EXTRACTED RECORDS:
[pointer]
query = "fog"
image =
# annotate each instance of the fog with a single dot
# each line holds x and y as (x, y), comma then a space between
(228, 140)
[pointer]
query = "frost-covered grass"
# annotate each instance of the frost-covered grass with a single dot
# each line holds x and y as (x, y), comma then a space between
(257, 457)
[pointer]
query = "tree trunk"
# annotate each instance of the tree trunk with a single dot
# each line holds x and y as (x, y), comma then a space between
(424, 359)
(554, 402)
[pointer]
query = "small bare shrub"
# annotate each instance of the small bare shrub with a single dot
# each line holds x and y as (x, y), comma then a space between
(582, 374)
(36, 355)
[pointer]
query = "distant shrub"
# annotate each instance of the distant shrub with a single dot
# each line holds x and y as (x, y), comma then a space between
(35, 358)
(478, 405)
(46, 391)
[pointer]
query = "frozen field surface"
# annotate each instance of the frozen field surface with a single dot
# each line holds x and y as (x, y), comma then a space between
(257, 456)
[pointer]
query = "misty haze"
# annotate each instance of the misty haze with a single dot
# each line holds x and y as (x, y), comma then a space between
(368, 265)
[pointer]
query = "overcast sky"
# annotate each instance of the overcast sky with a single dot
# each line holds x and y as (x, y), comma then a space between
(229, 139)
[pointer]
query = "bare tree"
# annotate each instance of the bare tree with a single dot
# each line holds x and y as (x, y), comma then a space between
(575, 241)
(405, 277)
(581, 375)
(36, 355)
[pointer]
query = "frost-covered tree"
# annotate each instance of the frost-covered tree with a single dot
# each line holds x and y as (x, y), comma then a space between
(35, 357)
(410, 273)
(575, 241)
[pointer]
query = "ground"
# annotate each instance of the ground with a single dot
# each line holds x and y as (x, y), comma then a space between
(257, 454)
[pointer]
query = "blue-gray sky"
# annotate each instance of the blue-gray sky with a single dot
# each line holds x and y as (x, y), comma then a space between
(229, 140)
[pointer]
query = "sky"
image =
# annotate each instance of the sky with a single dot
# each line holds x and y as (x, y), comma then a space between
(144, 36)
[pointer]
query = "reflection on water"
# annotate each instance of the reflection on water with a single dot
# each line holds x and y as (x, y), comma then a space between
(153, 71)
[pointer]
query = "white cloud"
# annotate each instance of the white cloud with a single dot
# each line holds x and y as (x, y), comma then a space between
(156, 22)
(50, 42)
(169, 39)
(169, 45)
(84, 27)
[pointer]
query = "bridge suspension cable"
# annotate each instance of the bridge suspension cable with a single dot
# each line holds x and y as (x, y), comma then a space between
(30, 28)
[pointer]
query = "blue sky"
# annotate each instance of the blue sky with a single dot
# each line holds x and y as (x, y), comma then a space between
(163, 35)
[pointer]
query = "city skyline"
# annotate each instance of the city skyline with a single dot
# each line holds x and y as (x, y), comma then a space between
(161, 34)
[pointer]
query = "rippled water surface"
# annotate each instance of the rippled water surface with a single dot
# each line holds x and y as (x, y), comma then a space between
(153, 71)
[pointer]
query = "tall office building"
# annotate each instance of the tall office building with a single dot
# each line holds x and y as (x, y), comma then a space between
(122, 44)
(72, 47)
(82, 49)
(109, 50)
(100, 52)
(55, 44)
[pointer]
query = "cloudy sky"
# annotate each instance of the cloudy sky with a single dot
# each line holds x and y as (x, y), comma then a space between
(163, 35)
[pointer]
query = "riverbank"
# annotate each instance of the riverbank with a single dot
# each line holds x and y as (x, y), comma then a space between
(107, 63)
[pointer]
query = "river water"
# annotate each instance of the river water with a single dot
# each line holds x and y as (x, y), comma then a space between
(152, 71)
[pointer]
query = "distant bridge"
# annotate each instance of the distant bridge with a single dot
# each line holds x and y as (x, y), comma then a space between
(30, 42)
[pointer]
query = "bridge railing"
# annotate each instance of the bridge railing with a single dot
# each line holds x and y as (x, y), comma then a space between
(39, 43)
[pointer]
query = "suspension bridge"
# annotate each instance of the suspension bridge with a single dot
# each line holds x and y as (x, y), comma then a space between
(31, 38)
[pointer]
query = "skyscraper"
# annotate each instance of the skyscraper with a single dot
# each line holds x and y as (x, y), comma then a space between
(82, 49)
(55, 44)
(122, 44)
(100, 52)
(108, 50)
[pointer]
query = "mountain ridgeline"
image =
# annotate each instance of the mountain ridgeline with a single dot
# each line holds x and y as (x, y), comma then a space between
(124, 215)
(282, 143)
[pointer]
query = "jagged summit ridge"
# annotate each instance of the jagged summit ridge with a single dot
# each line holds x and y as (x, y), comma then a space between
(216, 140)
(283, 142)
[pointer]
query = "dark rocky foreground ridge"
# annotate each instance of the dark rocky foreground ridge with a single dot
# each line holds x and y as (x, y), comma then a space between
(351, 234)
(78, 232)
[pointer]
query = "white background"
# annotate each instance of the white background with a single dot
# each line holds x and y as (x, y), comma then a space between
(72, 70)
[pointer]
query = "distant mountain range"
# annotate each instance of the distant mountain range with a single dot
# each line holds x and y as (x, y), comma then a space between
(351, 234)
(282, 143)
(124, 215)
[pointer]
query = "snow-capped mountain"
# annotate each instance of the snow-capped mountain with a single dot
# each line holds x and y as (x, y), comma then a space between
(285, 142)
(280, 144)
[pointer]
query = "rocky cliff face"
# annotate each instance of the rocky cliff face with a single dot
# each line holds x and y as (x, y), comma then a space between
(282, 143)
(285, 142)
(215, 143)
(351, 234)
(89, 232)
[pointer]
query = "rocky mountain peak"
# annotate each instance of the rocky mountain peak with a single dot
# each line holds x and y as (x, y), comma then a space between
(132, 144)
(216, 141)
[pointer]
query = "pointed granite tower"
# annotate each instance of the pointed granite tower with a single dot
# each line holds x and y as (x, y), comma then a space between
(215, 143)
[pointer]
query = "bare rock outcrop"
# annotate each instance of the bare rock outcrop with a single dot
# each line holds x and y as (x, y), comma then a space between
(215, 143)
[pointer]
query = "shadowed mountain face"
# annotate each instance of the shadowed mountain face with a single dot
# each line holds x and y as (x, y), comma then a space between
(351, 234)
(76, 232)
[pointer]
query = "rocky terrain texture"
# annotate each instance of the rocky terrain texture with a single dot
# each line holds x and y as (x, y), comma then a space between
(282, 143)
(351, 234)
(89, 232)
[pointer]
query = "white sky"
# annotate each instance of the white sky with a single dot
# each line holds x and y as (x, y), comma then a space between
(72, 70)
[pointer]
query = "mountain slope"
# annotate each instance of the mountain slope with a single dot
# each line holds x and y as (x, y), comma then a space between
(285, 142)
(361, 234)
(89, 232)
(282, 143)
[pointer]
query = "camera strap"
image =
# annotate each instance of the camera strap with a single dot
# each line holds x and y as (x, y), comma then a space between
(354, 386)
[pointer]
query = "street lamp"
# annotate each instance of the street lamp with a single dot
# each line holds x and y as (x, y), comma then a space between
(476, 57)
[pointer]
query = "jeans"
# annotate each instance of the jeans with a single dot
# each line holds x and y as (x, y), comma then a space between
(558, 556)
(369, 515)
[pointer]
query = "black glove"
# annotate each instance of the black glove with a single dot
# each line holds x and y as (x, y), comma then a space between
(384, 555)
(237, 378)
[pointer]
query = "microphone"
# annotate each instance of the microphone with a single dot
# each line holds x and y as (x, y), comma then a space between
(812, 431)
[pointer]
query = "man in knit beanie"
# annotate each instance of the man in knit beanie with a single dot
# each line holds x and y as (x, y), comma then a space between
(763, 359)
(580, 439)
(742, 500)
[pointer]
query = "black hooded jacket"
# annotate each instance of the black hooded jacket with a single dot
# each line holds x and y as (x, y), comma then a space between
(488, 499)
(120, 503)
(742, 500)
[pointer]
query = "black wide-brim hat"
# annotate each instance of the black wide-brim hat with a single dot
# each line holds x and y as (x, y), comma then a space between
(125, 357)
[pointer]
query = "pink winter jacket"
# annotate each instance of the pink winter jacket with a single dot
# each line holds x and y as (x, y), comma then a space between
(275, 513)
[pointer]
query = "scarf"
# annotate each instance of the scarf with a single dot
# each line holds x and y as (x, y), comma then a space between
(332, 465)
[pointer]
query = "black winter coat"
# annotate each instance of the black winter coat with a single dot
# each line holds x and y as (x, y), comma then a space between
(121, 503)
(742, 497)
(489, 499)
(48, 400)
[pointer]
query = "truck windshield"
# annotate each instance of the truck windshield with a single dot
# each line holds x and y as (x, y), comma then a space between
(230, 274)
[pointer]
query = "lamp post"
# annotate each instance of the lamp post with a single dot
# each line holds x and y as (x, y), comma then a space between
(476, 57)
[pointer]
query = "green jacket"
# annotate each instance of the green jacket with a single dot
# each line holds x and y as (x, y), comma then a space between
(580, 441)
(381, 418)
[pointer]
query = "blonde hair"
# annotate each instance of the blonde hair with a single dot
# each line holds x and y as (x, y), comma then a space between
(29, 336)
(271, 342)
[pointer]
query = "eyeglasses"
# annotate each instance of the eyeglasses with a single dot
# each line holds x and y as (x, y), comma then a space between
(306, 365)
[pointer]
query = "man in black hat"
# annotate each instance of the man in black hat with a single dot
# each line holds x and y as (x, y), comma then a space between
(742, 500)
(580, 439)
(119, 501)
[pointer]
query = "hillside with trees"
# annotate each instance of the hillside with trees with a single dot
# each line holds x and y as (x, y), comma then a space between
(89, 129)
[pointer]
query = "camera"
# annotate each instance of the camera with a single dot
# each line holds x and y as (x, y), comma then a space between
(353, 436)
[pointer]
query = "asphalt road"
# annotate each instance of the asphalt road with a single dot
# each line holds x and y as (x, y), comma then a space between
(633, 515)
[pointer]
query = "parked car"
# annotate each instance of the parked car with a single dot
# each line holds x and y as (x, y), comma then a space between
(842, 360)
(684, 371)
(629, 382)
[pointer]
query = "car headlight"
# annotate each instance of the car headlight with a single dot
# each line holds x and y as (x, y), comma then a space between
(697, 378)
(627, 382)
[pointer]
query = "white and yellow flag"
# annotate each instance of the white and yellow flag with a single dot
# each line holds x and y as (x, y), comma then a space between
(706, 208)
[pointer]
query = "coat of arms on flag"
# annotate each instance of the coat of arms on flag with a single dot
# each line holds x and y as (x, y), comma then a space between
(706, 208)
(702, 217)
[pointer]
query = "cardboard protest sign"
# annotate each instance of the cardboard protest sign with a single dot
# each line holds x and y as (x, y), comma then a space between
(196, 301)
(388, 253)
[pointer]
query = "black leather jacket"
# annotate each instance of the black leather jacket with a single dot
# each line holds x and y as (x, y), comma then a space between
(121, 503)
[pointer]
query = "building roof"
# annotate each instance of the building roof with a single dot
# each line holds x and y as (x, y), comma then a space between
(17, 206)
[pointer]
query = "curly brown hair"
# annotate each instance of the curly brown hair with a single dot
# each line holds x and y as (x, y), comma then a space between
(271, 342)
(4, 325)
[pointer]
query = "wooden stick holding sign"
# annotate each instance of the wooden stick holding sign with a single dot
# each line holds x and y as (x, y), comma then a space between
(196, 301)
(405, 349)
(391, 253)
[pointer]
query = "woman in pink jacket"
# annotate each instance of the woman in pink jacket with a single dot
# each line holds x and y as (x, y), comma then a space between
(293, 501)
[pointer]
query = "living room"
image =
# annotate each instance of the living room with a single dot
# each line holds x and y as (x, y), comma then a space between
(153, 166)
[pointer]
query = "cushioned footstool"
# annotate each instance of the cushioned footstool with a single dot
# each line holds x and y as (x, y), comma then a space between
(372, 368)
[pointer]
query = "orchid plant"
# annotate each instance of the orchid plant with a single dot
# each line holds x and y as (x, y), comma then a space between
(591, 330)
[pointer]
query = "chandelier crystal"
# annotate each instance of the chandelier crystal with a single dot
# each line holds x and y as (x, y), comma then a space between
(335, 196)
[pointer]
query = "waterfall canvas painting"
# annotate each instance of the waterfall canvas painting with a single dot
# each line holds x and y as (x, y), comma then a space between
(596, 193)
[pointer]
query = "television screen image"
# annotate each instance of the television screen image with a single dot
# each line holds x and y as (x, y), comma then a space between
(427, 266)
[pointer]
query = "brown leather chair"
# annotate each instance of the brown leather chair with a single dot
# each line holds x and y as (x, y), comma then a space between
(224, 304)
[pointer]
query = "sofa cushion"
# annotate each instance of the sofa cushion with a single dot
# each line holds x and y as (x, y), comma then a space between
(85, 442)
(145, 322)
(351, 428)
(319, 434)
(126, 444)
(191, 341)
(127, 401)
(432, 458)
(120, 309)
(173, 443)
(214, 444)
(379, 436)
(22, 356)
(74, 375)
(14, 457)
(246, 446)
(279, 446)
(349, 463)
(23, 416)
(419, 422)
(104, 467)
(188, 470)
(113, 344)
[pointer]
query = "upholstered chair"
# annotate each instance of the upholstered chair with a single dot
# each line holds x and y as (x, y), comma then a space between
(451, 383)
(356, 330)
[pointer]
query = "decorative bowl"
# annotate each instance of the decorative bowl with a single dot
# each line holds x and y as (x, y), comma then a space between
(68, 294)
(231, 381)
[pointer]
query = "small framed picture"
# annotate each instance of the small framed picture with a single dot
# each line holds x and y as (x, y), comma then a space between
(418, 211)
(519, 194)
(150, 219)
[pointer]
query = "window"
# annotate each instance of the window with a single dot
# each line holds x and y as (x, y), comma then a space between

WHAT THIS TASK INVOLVES: Report how many lines of the records above contain the string "peak", treating uppercase and lowercase as different, and give only the number.

OUTPUT FOR THIS EXERCISE: 2